Point localization data
BEGIN
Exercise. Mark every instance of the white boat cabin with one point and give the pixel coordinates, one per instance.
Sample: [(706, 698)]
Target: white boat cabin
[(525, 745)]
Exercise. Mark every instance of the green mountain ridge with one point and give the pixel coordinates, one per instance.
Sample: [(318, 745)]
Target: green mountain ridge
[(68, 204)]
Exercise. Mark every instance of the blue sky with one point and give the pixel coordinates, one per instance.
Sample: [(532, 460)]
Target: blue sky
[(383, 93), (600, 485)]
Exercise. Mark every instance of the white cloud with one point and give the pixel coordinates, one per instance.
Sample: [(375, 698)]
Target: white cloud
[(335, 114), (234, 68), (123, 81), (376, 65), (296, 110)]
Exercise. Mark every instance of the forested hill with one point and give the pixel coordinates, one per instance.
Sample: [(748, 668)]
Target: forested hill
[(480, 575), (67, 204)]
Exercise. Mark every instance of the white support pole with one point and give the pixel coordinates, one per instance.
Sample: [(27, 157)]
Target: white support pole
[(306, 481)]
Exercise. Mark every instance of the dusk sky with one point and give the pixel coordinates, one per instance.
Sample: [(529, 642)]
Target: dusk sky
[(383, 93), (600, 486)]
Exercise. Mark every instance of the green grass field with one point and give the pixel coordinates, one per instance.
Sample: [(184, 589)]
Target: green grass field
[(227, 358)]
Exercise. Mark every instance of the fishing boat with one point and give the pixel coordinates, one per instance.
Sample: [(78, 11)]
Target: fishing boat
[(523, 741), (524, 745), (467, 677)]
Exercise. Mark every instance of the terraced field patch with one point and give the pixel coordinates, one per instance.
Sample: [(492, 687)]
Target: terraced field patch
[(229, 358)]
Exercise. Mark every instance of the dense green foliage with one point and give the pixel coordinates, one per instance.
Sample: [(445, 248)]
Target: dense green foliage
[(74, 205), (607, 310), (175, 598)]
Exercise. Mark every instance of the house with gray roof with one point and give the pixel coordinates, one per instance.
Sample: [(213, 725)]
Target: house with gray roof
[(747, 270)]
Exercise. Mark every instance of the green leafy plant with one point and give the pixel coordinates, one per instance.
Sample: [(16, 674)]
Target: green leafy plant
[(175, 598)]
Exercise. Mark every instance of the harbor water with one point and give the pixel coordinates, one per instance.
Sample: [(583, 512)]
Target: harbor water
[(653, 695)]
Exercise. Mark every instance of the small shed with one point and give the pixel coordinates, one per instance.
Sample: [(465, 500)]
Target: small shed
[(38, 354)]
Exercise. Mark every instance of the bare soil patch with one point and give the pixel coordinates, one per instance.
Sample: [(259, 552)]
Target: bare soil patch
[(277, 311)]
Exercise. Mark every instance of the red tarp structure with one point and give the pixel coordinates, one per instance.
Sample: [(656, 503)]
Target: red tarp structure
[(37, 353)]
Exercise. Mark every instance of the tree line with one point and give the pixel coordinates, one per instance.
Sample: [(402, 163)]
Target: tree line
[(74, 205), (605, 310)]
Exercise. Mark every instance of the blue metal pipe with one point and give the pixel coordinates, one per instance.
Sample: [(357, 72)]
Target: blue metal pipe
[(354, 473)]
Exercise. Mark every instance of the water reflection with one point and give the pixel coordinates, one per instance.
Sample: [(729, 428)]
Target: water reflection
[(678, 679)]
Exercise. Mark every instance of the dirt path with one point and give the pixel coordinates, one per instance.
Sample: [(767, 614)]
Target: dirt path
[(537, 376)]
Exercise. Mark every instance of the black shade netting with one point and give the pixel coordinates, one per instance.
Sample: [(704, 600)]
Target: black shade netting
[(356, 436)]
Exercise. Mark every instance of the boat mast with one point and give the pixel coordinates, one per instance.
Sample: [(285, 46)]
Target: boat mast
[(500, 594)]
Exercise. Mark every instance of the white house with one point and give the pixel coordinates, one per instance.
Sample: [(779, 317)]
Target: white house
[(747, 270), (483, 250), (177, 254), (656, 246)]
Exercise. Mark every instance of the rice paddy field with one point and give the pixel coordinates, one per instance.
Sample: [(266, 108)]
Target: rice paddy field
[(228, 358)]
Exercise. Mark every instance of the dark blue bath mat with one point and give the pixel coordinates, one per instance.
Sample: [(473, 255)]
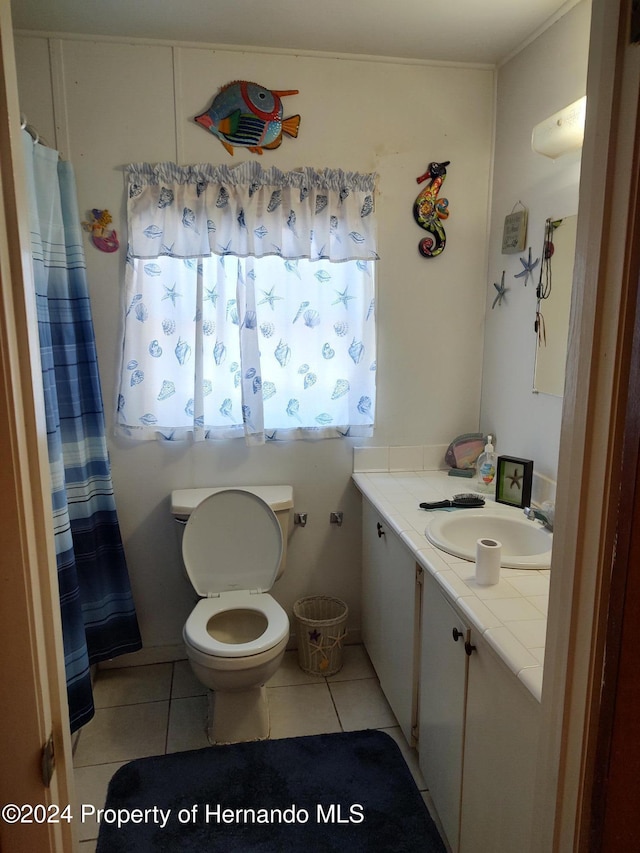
END
Output only the lines that run from the line containing "Exercise. Mark every instance of the dirt" to the last line of the data, exactly as they stand and without pictures.

▶ RESPONSE FOR THIS EXERCISE:
Exercise. Mark every instance of the dirt path with one point and give the pixel coordinates, one per instance.
Sample: [(767, 614)]
Target: dirt path
[(537, 376)]
Exercise. Mark every instance of the black shade netting with one point and give the pixel coordinates, one per instance.
Sample: [(704, 600)]
Target: black shade netting
[(356, 436)]
Exercise. Mark every instance of the boat mast with one point and give the pixel coordinates, one per instance.
Sample: [(285, 46)]
Target: boat mast
[(500, 594)]
Exercise. Mark every instance of the white house with one point and give the pixel coordinates, one per instance.
Sample: [(779, 317)]
Target: white house
[(747, 270), (483, 250), (177, 254), (656, 246)]
Exercise. Mark every instance of the rice paddy field with one point and give the pixel coordinates, one per instance.
Sample: [(266, 108)]
Target: rice paddy field
[(228, 358)]
Exercise. Mark every instance of the dark blue bath mat with one point and give the pixel coordinates, one per instance.
Sample: [(473, 255)]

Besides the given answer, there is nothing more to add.